• What is needed: The answer must be one number: how many lines in the data below include the string "table".

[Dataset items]
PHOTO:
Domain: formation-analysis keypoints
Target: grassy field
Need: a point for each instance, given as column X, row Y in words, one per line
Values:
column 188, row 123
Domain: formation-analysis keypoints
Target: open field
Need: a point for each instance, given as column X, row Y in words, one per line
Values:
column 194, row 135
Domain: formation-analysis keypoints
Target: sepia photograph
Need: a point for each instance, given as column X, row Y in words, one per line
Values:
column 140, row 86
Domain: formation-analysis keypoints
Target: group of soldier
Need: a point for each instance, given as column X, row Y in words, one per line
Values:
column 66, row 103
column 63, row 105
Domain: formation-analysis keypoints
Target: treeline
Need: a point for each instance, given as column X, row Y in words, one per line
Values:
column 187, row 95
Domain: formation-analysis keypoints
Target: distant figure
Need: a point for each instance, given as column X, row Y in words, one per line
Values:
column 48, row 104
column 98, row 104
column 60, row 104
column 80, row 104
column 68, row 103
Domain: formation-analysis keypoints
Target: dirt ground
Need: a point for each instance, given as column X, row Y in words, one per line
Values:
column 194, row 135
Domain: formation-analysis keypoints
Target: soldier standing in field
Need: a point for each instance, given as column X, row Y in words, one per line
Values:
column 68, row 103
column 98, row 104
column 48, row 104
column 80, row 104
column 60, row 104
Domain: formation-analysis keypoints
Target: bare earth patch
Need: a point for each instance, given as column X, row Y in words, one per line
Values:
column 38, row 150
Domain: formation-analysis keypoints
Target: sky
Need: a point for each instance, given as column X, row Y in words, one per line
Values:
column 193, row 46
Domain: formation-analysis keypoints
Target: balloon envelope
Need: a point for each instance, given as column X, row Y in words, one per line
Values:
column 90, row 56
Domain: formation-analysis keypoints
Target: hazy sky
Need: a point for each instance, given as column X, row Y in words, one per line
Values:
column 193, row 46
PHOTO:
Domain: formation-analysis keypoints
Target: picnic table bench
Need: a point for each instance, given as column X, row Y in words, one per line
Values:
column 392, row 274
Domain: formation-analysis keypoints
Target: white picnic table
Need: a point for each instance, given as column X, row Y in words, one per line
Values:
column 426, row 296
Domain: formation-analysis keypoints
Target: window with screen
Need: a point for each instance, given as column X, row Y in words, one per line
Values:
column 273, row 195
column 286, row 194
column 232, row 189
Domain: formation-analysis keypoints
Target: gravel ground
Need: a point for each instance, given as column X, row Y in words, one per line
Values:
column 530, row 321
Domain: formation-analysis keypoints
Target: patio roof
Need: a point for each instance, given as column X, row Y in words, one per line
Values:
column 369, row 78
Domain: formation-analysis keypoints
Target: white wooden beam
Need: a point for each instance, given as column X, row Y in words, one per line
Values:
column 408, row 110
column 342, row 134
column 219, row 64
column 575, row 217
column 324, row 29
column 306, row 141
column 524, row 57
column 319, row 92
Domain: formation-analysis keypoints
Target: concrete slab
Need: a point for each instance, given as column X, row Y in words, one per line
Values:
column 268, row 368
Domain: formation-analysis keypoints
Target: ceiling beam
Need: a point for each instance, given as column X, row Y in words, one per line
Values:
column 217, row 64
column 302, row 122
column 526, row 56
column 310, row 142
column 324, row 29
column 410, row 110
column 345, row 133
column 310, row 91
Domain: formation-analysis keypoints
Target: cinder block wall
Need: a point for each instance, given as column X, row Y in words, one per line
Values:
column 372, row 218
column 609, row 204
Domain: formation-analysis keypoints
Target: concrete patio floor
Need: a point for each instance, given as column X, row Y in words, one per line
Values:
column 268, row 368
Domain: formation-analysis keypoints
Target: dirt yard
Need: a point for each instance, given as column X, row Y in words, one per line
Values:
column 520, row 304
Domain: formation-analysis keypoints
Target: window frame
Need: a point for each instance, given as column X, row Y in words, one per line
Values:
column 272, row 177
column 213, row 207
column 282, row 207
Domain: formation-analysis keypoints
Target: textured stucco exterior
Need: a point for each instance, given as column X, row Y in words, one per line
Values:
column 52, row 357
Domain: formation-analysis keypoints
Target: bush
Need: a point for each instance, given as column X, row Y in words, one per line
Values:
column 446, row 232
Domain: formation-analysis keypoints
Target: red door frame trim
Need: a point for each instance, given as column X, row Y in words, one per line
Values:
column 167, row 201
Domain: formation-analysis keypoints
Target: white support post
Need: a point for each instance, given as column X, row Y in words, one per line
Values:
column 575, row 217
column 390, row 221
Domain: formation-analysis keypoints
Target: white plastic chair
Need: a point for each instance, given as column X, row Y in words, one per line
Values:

• Result of the task: 2